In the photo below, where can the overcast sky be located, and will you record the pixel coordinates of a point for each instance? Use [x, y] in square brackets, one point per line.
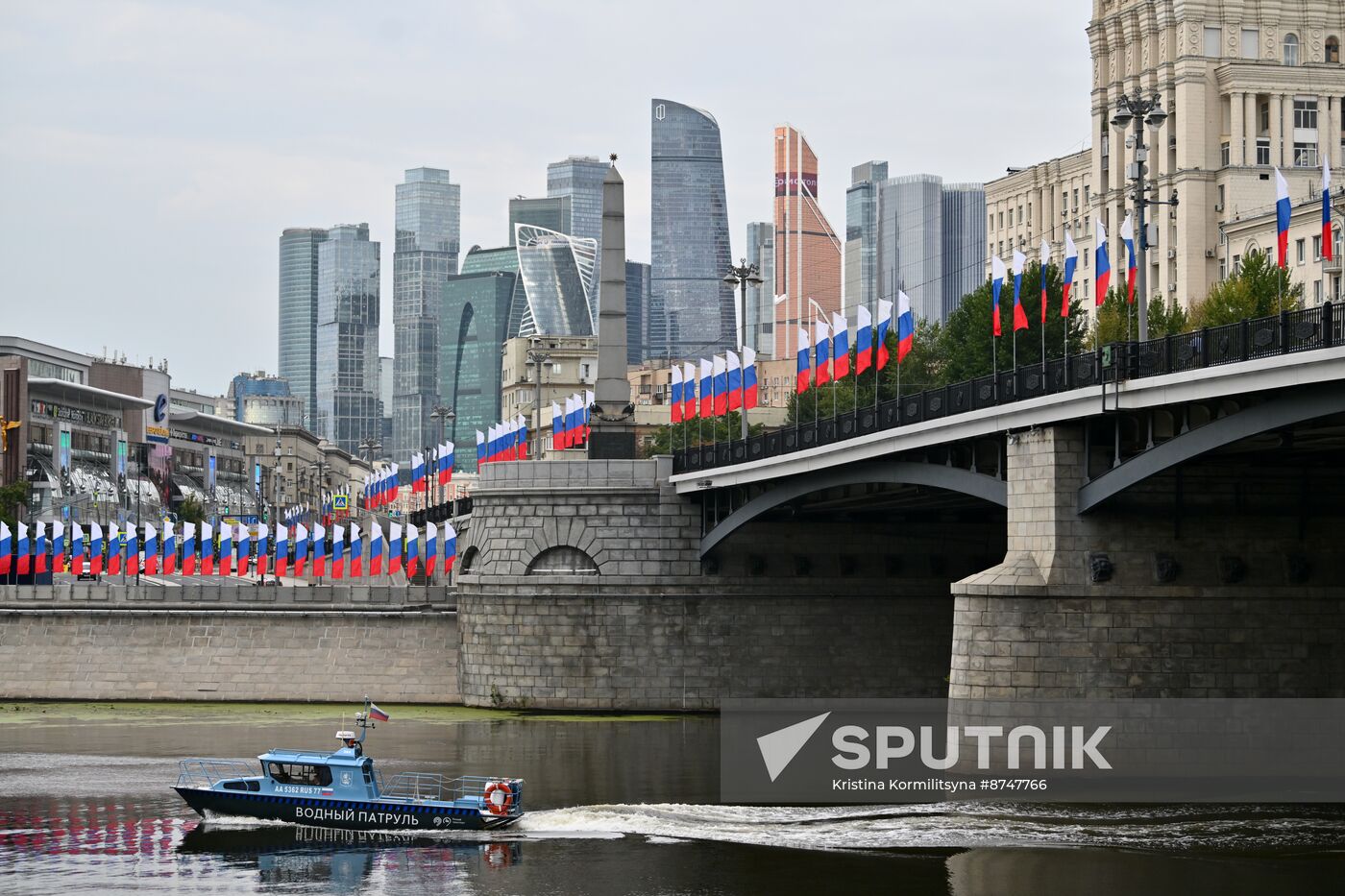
[152, 153]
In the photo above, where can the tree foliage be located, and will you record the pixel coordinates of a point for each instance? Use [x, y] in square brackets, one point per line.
[1258, 289]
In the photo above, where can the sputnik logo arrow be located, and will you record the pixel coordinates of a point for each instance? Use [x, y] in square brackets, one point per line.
[780, 747]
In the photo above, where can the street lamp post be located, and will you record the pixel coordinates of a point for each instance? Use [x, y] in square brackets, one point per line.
[1140, 110]
[742, 276]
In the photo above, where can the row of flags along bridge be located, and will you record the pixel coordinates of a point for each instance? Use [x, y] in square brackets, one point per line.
[187, 549]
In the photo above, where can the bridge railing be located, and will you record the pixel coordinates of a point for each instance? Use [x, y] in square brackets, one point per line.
[1290, 331]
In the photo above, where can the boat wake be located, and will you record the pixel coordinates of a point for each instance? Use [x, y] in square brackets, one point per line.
[955, 826]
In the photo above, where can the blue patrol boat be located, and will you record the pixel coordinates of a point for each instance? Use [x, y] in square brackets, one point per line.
[345, 790]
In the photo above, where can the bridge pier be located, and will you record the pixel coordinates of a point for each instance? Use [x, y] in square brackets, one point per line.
[1203, 581]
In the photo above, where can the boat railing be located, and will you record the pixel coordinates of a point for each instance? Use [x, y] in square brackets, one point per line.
[206, 772]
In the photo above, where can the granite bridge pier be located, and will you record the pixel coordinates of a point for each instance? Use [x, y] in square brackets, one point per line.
[1174, 534]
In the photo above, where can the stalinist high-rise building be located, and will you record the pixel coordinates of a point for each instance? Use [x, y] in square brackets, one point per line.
[1248, 86]
[807, 251]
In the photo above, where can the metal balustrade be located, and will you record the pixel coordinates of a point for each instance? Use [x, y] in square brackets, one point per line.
[1290, 331]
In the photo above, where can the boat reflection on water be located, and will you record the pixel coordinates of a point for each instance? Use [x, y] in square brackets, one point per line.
[345, 859]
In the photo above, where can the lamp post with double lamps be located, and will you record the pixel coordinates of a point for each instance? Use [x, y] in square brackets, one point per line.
[1140, 110]
[743, 276]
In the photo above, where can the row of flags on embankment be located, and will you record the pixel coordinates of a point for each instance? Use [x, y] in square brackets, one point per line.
[188, 549]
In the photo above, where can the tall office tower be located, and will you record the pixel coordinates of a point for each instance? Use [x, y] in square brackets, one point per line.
[474, 319]
[578, 180]
[560, 276]
[347, 336]
[551, 213]
[690, 305]
[298, 361]
[807, 251]
[428, 227]
[964, 242]
[911, 252]
[861, 237]
[636, 311]
[760, 305]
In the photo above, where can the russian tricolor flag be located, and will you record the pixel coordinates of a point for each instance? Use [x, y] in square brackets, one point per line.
[822, 351]
[1284, 210]
[675, 395]
[1328, 249]
[884, 325]
[735, 376]
[1019, 318]
[905, 326]
[804, 369]
[706, 388]
[997, 281]
[840, 346]
[1103, 267]
[863, 341]
[749, 386]
[1068, 276]
[689, 392]
[1127, 235]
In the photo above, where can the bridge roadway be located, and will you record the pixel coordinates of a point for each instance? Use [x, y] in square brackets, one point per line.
[1208, 383]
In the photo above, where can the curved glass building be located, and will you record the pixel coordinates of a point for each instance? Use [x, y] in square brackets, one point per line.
[558, 278]
[690, 305]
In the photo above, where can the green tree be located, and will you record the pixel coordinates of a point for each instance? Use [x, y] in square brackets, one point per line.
[1258, 289]
[190, 510]
[12, 499]
[1118, 321]
[965, 345]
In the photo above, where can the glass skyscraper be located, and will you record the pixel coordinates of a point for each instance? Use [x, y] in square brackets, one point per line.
[428, 228]
[298, 359]
[578, 180]
[560, 281]
[760, 305]
[861, 237]
[690, 305]
[347, 338]
[474, 316]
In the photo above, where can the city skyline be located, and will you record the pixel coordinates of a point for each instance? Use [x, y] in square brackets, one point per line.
[201, 197]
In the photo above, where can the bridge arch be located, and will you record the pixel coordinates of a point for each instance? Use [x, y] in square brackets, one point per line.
[1284, 410]
[900, 472]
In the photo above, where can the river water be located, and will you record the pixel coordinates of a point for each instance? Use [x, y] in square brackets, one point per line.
[614, 806]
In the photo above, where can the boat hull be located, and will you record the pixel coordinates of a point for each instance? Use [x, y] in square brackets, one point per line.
[340, 812]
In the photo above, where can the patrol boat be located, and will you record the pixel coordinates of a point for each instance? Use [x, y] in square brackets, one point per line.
[345, 790]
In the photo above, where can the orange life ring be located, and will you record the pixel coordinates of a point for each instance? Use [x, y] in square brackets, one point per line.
[498, 808]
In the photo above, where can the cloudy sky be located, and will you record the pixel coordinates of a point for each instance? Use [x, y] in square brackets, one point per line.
[152, 153]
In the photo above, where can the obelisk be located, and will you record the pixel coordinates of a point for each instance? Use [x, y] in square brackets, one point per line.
[612, 416]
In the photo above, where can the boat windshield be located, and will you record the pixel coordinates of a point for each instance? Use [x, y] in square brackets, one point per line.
[300, 774]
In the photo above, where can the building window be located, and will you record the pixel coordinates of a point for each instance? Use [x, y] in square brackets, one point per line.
[1251, 43]
[1213, 40]
[1305, 113]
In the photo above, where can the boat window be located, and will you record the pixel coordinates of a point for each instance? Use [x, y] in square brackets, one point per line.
[300, 774]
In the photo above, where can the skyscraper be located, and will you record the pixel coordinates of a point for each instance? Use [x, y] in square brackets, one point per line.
[560, 281]
[298, 361]
[347, 336]
[760, 305]
[636, 311]
[428, 227]
[578, 180]
[861, 237]
[690, 305]
[964, 242]
[807, 251]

--------------------------------

EXERCISE DIRECTIONS => Copy everything from the line containing "In the photo above, where can the boat windshield" down to the end of the listing, requests included, with each answer coordinate multiplied by 2.2 and rounded to a whole number, halves rounding up. Leave every other number unchanged.

THE ANSWER =>
In the photo above, where can the boat windshield be located, and will you record the pixel coordinates of a point for each instance? Use [x, y] in square brackets, one point per line.
[660, 1703]
In the photo above, where can the building window be located, and will you record the pixel coordinates of a point for each instance? Use [x, y] in square brackets, one point per line.
[2752, 95]
[2669, 88]
[2871, 249]
In the photo above, where can the boat window be located, and will you record the pixel coordinates of a point for each instance? Use [x, y] in square brackets, one point per line.
[660, 1703]
In the photo above, where can the skyscraper be located, and will you record the pixel coordinates of a point for each instance? Use [x, y] in square brackets, one point per line.
[1232, 618]
[656, 794]
[763, 739]
[1672, 671]
[1399, 684]
[942, 499]
[1272, 396]
[1894, 521]
[1518, 671]
[2121, 532]
[1775, 552]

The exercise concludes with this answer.